**Task list**
**1.** Reproduce the CCEA article word for word from "CCEA was widely" up to and including "standardisation by CCEA.".
**2.** Write the next part of the news report on Justin Edwards leaving CCEA, picking up after its final sentence.

**Passage**
★ ★ ★ ★ ★ ★ ★
CCEA: NI exams body chief Justin Edwards to leave post
- Published
The chief executive of the Northern Ireland exams board CCEA, Justin Edwards, is to leave the organisation.
Mr Edwards said he was leaving the exams board after six years "to pursue a new opportunity".
In 2020, he apologised to pupils and teachers for how A-level, AS and GCSE grades were awarded.
CCEA was widely criticised for the way A-levels were graded after exams were cancelled, causing a U-turn from Education Minister Peter Weir.
The minister decided that grades calculated by schools should be used to give pupils results after many had been lowered during standardisation by CCEA.
As summer exams have been cancelled for a second year, schools in Northern Ireland will calculate GCSE, AS and A-level grades to be awarded to their pupils in 2021.
But CCEA will be heavily involved in the results process.
★ ★ ★ ★ ★ ★ ★
[Image annotation data]
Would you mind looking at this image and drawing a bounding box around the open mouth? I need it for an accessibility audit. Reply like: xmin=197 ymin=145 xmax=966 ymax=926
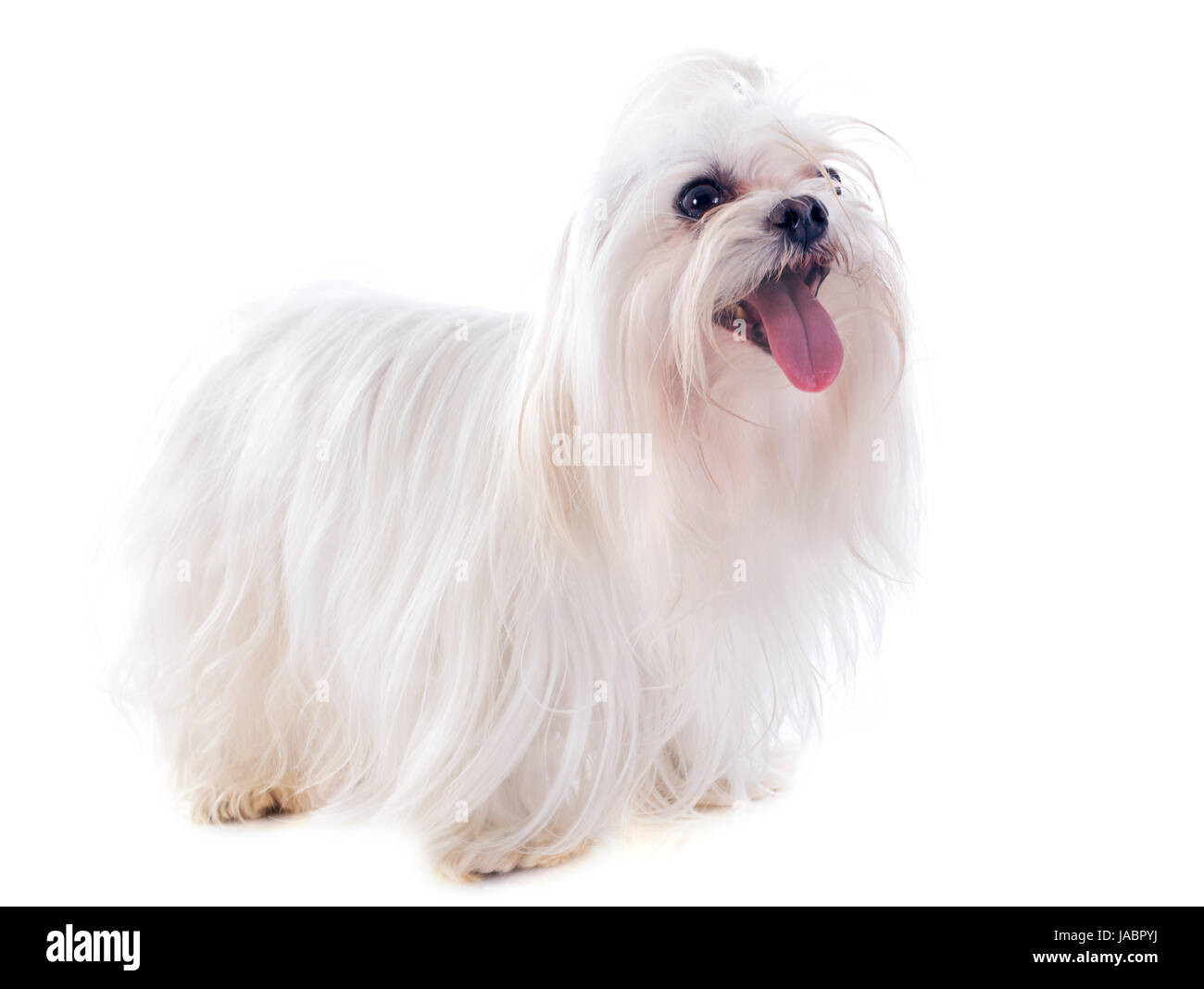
xmin=718 ymin=260 xmax=844 ymax=391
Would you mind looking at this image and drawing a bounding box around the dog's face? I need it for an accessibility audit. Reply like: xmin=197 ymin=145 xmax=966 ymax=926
xmin=572 ymin=54 xmax=897 ymax=401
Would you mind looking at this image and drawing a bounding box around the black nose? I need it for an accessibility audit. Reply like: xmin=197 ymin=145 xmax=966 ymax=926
xmin=770 ymin=196 xmax=827 ymax=250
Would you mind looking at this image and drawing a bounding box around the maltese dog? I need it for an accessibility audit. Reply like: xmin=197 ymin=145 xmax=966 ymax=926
xmin=127 ymin=53 xmax=916 ymax=876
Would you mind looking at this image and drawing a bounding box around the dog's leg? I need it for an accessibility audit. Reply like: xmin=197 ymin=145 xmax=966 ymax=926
xmin=190 ymin=783 xmax=316 ymax=824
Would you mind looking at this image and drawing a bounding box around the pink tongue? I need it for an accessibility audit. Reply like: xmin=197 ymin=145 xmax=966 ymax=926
xmin=746 ymin=276 xmax=844 ymax=391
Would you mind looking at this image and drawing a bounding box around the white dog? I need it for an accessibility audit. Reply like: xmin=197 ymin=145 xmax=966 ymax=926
xmin=119 ymin=53 xmax=915 ymax=875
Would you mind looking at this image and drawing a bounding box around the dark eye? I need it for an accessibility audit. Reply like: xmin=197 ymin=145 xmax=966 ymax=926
xmin=678 ymin=182 xmax=723 ymax=220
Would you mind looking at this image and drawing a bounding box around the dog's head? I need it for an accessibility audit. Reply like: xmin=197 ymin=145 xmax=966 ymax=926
xmin=551 ymin=53 xmax=902 ymax=407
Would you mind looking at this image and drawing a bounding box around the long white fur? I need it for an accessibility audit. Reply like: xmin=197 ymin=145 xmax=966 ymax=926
xmin=117 ymin=53 xmax=915 ymax=872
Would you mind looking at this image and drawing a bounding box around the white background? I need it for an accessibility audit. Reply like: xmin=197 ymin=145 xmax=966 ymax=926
xmin=0 ymin=0 xmax=1204 ymax=904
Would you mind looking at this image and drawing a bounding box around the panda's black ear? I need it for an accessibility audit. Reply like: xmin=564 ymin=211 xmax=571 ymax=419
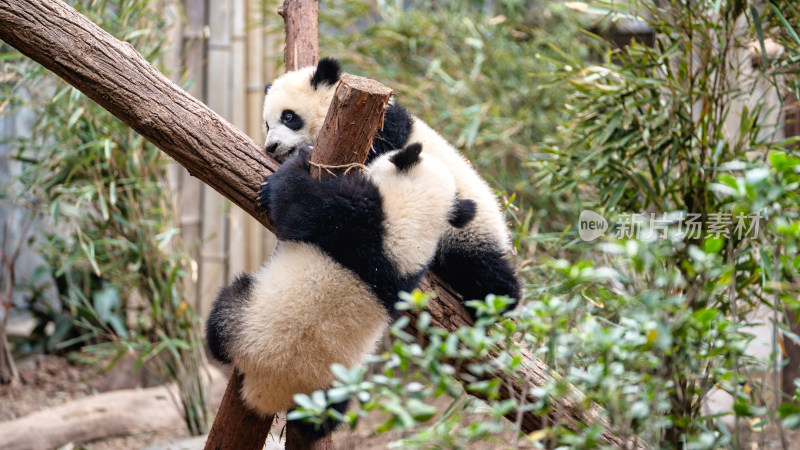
xmin=390 ymin=142 xmax=422 ymax=172
xmin=311 ymin=58 xmax=342 ymax=90
xmin=447 ymin=198 xmax=478 ymax=228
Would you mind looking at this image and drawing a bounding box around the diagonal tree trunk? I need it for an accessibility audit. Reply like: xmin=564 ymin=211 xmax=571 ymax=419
xmin=0 ymin=0 xmax=638 ymax=448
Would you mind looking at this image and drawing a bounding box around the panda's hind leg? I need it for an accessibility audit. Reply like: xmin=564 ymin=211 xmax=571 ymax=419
★ ★ ★ ★ ★ ★ ★
**Answers for this exercise**
**1.**
CCEA was widely criticised for the way A-levels were graded after exams were cancelled, causing a U-turn from Education Minister Peter Weir.
The minister decided that grades calculated by schools should be used to give pupils results after many had been lowered during standardisation by CCEA.

**2.**
For example, CCEA will review how schools award grades to "ensure fairness and consistency", but there will not be a return to the kind of statistical process used by the exams board which proved controversial in 2020.
Mr Edwards is leaving his post on 30 April.
Whoever succeeds him will have to oversee the awarding of results in the summer.
'Significant change'
In a statement CCEA said Mr Edwards remains "fully committed to the implementation of the minister's decisions in relation to awarding examinations and CCEA's wider programme of work".
The interim chairperson of CCEA, Carol Fitzsimons, said Mr Edwards had "transformed" the work of the organisation since taking the chief executive's role in 2014.
"He has delivered significant change to many aspects of the work of CCEA and has led the organisation positively through challenging and unprecedented circumstances," she said.
"We are indebted to him for his diligence, hard work and commitment to education over these years and wish him every success for his future."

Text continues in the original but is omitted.